Segment Start: THE DATA

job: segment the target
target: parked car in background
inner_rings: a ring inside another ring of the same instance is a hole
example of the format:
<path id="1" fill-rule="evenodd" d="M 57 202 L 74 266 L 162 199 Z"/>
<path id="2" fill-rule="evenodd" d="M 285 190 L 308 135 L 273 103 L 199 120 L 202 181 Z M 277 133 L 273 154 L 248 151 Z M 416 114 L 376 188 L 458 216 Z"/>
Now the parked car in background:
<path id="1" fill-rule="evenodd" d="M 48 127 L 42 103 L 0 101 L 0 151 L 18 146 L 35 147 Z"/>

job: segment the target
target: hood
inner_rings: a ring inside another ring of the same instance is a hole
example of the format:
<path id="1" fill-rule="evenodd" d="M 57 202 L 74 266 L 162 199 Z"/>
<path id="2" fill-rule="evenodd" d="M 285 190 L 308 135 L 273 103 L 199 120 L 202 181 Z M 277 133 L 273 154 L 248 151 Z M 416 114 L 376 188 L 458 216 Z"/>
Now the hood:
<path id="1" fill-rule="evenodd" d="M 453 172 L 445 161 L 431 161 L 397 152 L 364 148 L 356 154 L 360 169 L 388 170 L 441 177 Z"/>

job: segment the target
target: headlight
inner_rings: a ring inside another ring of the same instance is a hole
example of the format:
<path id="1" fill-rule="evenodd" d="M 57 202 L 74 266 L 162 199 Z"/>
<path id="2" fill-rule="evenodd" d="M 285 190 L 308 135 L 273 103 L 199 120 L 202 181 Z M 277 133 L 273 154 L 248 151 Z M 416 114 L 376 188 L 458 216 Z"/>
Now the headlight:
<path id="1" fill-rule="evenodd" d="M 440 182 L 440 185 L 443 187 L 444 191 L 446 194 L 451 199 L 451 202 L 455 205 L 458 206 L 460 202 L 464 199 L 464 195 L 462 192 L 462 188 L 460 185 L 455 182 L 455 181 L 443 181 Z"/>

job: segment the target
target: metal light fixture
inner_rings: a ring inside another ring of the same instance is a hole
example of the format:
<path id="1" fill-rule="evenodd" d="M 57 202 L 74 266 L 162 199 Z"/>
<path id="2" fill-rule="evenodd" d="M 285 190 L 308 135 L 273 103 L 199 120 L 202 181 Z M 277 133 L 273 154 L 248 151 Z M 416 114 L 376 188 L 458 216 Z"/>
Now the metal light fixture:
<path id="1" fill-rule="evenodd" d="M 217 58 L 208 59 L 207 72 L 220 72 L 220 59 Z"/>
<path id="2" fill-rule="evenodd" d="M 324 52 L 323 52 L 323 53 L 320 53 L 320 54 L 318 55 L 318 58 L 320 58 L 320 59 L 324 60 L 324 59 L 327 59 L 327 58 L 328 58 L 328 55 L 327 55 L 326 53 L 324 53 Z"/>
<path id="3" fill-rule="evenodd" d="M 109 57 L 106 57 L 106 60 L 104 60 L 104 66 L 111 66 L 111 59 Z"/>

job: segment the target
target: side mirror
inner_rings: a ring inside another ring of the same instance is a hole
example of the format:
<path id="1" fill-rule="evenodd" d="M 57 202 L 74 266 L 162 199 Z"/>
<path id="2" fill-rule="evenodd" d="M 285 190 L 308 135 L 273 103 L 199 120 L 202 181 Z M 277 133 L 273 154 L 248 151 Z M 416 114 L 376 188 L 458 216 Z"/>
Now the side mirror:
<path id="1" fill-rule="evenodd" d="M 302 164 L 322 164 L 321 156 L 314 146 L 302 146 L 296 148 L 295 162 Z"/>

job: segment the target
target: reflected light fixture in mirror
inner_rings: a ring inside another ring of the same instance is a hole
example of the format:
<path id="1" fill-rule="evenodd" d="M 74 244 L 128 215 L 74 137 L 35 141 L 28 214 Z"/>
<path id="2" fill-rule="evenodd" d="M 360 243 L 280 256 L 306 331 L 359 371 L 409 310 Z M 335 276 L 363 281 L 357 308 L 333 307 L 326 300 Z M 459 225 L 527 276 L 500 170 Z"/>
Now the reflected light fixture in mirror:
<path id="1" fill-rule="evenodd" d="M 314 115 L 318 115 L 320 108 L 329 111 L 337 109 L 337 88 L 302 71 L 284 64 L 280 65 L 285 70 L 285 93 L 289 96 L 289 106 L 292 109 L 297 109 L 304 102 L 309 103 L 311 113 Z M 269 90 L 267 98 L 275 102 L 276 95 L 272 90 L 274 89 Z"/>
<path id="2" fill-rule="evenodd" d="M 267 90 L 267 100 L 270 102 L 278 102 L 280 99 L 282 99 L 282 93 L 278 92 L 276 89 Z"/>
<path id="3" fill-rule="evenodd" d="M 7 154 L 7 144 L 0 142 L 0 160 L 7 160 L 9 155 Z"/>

Segment End: THE DATA
Segment Start: THE DATA

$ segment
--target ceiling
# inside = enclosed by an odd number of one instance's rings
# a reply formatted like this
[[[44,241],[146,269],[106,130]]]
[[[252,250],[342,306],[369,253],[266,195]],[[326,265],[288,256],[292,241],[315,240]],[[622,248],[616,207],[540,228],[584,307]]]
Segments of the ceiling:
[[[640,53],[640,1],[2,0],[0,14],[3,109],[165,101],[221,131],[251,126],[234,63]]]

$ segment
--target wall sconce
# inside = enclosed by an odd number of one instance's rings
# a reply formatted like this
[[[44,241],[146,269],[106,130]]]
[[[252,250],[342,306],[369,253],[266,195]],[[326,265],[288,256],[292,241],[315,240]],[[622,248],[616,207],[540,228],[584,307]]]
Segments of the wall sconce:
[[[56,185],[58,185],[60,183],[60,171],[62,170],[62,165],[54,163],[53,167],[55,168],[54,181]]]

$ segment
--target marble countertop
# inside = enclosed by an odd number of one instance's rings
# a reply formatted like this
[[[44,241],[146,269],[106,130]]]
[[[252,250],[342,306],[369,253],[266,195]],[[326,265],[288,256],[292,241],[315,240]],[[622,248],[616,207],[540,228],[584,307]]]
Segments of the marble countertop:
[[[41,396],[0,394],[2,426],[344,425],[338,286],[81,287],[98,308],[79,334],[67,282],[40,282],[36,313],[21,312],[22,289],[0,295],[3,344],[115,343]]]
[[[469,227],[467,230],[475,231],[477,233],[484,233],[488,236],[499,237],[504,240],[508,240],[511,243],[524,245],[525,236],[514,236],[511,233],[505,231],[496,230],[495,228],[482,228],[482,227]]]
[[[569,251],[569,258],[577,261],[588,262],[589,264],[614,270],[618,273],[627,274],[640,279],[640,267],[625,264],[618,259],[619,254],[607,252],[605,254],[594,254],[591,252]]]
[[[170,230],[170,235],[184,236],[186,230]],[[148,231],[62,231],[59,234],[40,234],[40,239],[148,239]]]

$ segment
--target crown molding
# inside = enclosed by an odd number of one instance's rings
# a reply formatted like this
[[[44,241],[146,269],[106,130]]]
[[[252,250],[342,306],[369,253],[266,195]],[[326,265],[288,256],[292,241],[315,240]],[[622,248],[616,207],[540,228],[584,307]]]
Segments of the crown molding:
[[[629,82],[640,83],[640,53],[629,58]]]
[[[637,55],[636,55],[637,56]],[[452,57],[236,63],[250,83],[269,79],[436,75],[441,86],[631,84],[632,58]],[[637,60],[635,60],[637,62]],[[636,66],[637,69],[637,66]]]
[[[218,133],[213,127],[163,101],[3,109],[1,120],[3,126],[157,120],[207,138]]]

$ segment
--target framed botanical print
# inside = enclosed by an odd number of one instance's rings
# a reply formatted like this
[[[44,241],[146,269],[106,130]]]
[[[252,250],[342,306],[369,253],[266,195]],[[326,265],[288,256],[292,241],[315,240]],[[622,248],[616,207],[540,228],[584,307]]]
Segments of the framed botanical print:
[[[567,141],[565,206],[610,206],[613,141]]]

Segment End: THE DATA

# TASK BRIEF:
Going back to the entries above, set down exactly the lines that begin at the one with "Segments of the crown" and end at the one with "--target framed botanical print", both included, and nothing else.

# WRITTEN RESPONSE:
Segments of the crown molding:
[[[629,82],[640,83],[640,53],[629,58]]]
[[[637,55],[636,55],[637,56]],[[452,57],[236,63],[250,83],[269,79],[436,75],[441,86],[631,84],[632,58]],[[637,60],[635,60],[637,62]],[[636,66],[637,69],[637,66]]]
[[[218,133],[213,127],[163,101],[3,109],[1,120],[3,126],[157,120],[207,138]]]

$ segment
--target framed botanical print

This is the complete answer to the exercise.